Selected extract ▸

— Begin —

The second main property to show is the Steinberg relations. With these, and the fact the higher Chow groups have a ring structure $$\text{CH}^p(F,q) \otimes \text{CH}^r(F,s) \to \text{CH}^{p+r}(F,q+s)$$ we get an explicit map $$K_*^M(F) \to \text{CH}^*(F,*)$$ Showing the map in the reverse direction is an isomorphism is more work, but we get the isomorphisms $$K_n^M(F) \to \text{CH}^n(F,n)$$ We can then relate the higher Chow groups to higher algebraic K-theory using the fact there are isomorphisms $$K_n(X)\otimes \mathbb{Q} \cong \bigoplus_p \text{CH}^p(X,n)\otimes \mathbb{Q}$$ giving the relation to Quillen's higher algebraic K-theory. Note that the maps
$K^M_n(F) \to K_n(F)$

from the Milnor K-groups of a field to the Quillen K-groups, which is an isomorphism for $n\le 2$ but not for larger n, in general. For nonzero elements $a_1, \ldots, a_n$ in F, the symbol $\{a_1, \ldots, a_n\}$ in $K_n^M(F)$ means the image of $a_1 \otimes \cdots \otimes a_n$ in the tensor algebra. Every element of Milnor K-theory can be written as a finite sum of symbols. The fact that $\{a, 1-a\} = 0$ in $K_2^M(F)$ for $a \in F\setminus \{0,1\}$ is sometimes called the Steinberg relation.

— End —

Exercises to complete ▸
1 – In the passage on higher Chow groups and Milnor K-theory, what is sometimes called the Steinberg relation?
2 – Transcribe the part of the passage on higher Chow groups and Milnor K-theory that opens with the words containing "from the Milnor" and closes with "the Steinberg relation.".

Source data ▸

— Begin —

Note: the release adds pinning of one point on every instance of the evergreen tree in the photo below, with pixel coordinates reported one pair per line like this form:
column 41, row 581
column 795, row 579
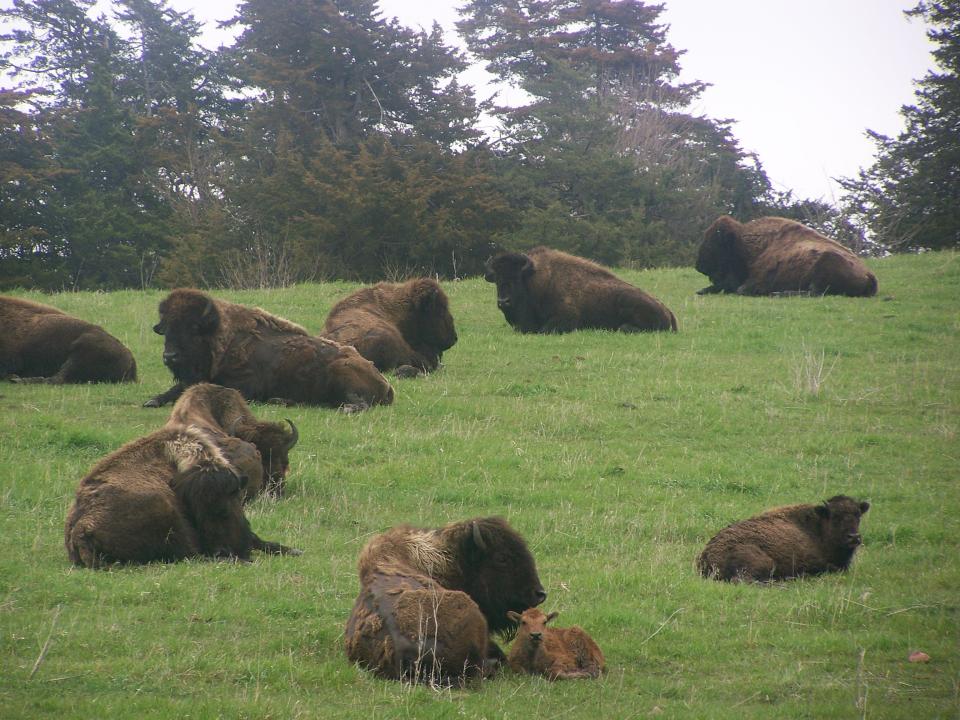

— End —

Outputs ▸
1 – The fact that $\{a, 1-a\} = 0$ in $K_2^M(F)$ for $a \in F\setminus \{0,1\}$.

2 –
from the Milnor K-groups of a field to the Quillen K-groups, which is an isomorphism for $n\le 2$ but not for larger n, in general. For nonzero elements $a_1, \ldots, a_n$ in F, the symbol $\{a_1, \ldots, a_n\}$ in $K_n^M(F)$ means the image of $a_1 \otimes \cdots \otimes a_n$ in the tensor algebra. Every element of Milnor K-theory can be written as a finite sum of symbols. The fact that $\{a, 1-a\} = 0$ in $K_2^M(F)$ for $a \in F\setminus \{0,1\}$ is sometimes called the Steinberg relation.